-- Work instruction 1 --
From the posts about a shooting, list the feelings of the friends that one writer calls the worst part of the experience.
-- Work instruction 2 --
Return the stretch of the posts about a shooting from "I find that" through "futile resuscitation attempt.", copied word for word.

-- Reading passage --

--- --- ---

Thank you for being responsible. I wish there were more people like you. As for the few who have lectured you about what you should or should not have done; ignore them!

She asked for our feedback. Keeping oneself safe when responding to an emergency is not merely about preserving one's own life but also about not adding to the body count and becoming another patient or victim to be rescued. I think reminding the OP to consider her own safety is responsible, and I also think commending her for being responsible suggests that she has a duty to risk her life to help another, which is not fair.

To madsmom1.... it was very traumatizing. I think the worst part wasn't seeing him or all the mess but the utter despair and hopelessness and shock of his friends when he got shot. They were hysterical and in their minds that was it.... their friend was dead in that moment, just like that. Like they never thought he might have a chance and they just left him there. Without a person to hold his hand or just say something to him. It was heartbreaking. To walk in the street and still see his blood stained on the ground is heartbreaking. Whenever I see a puddle it almost brings me to tears. I guess at work when someone dies its just so different than being there in the moment this boys life was almost taken and having to see his familiar face and those I know and to go through the aftermath with these people and look out my window and see his blood. Last night it rained and I watched his blood get wet again and start going down the street. I am traumatized and thank you so much for recognizing that. :(

I find that the case too, that the fear and anguish of the family members is far worse than the loss or anticipated loss of the patient. I work in a pediatric ER, and SIDS patients are tough, not because they are usually beyond help when they come to us, but because of the wrenching grief of the family. I thought, when I did post mortem care on an infant for the first time, that her face would stay with me forever. But it hasn't...what stays are the faces of the grieving parents, their questions during (what I know to be and what they don't yet know to be) a futile resuscitation attempt.

--- --- ---

-- Source data --

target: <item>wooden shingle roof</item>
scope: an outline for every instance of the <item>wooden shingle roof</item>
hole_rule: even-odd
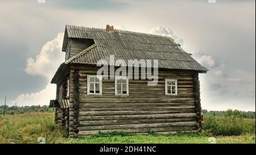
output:
[[[69,25],[66,26],[65,33],[63,51],[68,38],[93,39],[95,43],[68,60],[66,64],[96,65],[98,60],[109,61],[109,56],[114,55],[115,60],[123,60],[127,64],[128,60],[158,60],[159,68],[208,71],[170,37],[119,30],[108,32],[102,28]],[[141,66],[144,67],[143,64]]]

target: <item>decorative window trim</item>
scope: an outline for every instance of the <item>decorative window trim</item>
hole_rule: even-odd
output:
[[[118,94],[117,93],[117,80],[125,79],[126,80],[126,94]],[[121,82],[121,91],[122,91],[123,83]],[[115,77],[115,96],[129,96],[129,78],[127,77],[116,76]]]
[[[59,86],[59,99],[62,99],[62,93],[63,91],[63,83],[60,84]]]
[[[67,79],[67,98],[69,97],[70,93],[70,79],[68,78]]]
[[[100,82],[90,82],[90,78],[98,78]],[[100,83],[100,93],[90,93],[90,83]],[[94,91],[96,91],[96,87],[94,86]],[[102,77],[101,76],[97,76],[97,75],[87,75],[87,95],[102,95]]]
[[[168,82],[175,82],[175,85],[168,85]],[[173,86],[175,86],[175,94],[168,94],[168,89],[167,89],[167,87],[168,86],[171,86],[171,92],[172,92],[172,87]],[[177,80],[176,79],[166,79],[166,82],[165,82],[165,87],[166,87],[166,95],[170,95],[170,96],[174,96],[174,95],[177,95]]]

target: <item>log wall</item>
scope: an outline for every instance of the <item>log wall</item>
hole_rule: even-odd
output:
[[[71,137],[99,131],[166,133],[201,127],[198,74],[159,70],[154,86],[147,86],[147,80],[130,79],[125,97],[115,95],[114,79],[103,79],[102,95],[88,95],[87,75],[96,74],[97,69],[71,67]],[[177,95],[165,95],[165,78],[177,79]]]

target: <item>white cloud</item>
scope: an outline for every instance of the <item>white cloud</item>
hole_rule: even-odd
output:
[[[61,49],[63,33],[59,33],[53,40],[47,42],[35,58],[27,60],[27,73],[31,75],[40,75],[50,80],[59,65],[64,61],[64,55]]]
[[[59,33],[56,38],[47,42],[35,59],[30,57],[27,60],[27,73],[46,77],[48,83],[46,88],[39,92],[20,94],[13,103],[17,102],[20,106],[43,105],[55,98],[56,86],[51,84],[50,81],[65,60],[64,53],[61,52],[63,35]]]
[[[51,99],[55,98],[55,95],[56,86],[48,83],[46,89],[39,92],[19,95],[15,101],[19,106],[46,105]]]
[[[215,61],[210,55],[204,55],[199,58],[199,62],[200,64],[207,64],[210,67],[213,67],[215,65]]]
[[[183,39],[179,38],[177,36],[174,35],[174,32],[170,28],[158,27],[152,29],[150,33],[155,35],[171,37],[177,44],[179,44],[181,45],[183,45]]]

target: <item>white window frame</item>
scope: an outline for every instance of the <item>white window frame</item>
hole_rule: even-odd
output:
[[[70,89],[70,79],[68,78],[67,80],[67,97],[69,97],[69,89]]]
[[[59,99],[62,99],[63,89],[63,83],[61,83],[59,87]]]
[[[168,84],[168,82],[175,82],[175,90],[176,90],[176,92],[175,94],[168,94],[168,89],[167,89],[167,87],[168,86],[171,86],[171,93],[172,93],[172,87],[174,86],[172,85],[167,85]],[[166,86],[166,95],[171,95],[171,96],[173,96],[173,95],[177,95],[177,80],[176,79],[166,79],[166,82],[165,82],[165,86]]]
[[[117,94],[117,80],[126,80],[126,94]],[[121,82],[121,91],[122,92],[123,83]],[[129,78],[127,77],[116,76],[115,77],[115,96],[129,96]]]
[[[98,78],[100,82],[90,82],[90,78]],[[100,83],[100,93],[90,93],[90,83]],[[96,92],[96,87],[94,87],[94,92]],[[102,77],[97,75],[87,75],[87,95],[102,95]]]

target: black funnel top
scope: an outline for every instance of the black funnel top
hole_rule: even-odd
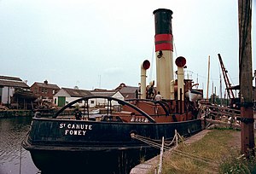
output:
[[[159,9],[153,12],[154,14],[155,35],[172,34],[172,11],[166,9]]]

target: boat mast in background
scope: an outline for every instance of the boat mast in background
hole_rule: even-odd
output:
[[[248,158],[254,152],[253,72],[252,72],[252,1],[238,0],[239,84],[241,86],[241,153]]]

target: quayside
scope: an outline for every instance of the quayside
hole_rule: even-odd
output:
[[[146,60],[141,66],[141,86],[135,99],[90,96],[71,102],[48,117],[36,113],[22,146],[43,173],[129,173],[159,152],[131,135],[160,143],[162,136],[171,141],[175,130],[183,136],[201,130],[197,113],[202,90],[194,89],[196,97],[189,100],[193,80],[184,79],[184,57],[175,60],[177,78],[173,78],[172,11],[160,9],[154,14],[156,86],[154,82],[146,85],[150,67]],[[90,106],[100,100],[108,104]],[[76,107],[79,103],[82,105]]]

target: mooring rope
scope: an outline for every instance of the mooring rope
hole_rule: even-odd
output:
[[[131,138],[134,138],[134,139],[139,140],[141,142],[143,142],[148,144],[149,146],[156,148],[161,148],[161,147],[162,147],[160,141],[158,141],[158,140],[153,140],[153,139],[150,139],[148,137],[136,135],[134,133],[131,134]],[[200,161],[200,162],[203,162],[203,163],[207,163],[208,165],[213,165],[212,167],[217,167],[218,166],[218,164],[216,163],[216,160],[214,160],[212,159],[208,159],[208,158],[198,156],[198,155],[195,155],[195,154],[192,154],[186,153],[186,152],[183,152],[183,151],[181,151],[181,150],[177,150],[177,148],[174,148],[173,143],[174,143],[175,141],[176,142],[177,141],[177,137],[180,138],[180,139],[183,139],[176,131],[176,134],[175,134],[174,137],[172,138],[172,140],[170,143],[165,143],[164,142],[163,149],[165,151],[172,150],[172,152],[173,152],[176,154],[179,154],[179,155],[182,155],[182,156],[184,156],[184,157],[187,157],[187,158],[190,158],[190,159],[193,159],[193,160]]]

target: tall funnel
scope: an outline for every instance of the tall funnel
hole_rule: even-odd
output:
[[[154,14],[154,45],[156,55],[156,87],[165,99],[171,98],[171,81],[173,80],[173,44],[170,9],[159,9]]]

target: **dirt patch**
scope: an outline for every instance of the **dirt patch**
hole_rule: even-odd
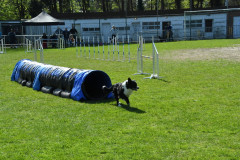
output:
[[[165,53],[163,59],[172,60],[217,60],[225,59],[240,62],[240,47],[204,48],[178,50]]]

--- --- ---

-- Exercise answer 1 --
despair, hopelessness, shock

-- Exercise answer 2 --
I find that the case too, that the fear and anguish of the family members is far worse than the loss or anticipated loss of the patient. I work in a pediatric ER, and SIDS patients are tough, not because they are usually beyond help when they come to us, but because of the wrenching grief of the family. I thought, when I did post mortem care on an infant for the first time, that her face would stay with me forever. But it hasn't...what stays are the faces of the grieving parents, their questions during (what I know to be and what they don't yet know to be) a futile resuscitation attempt.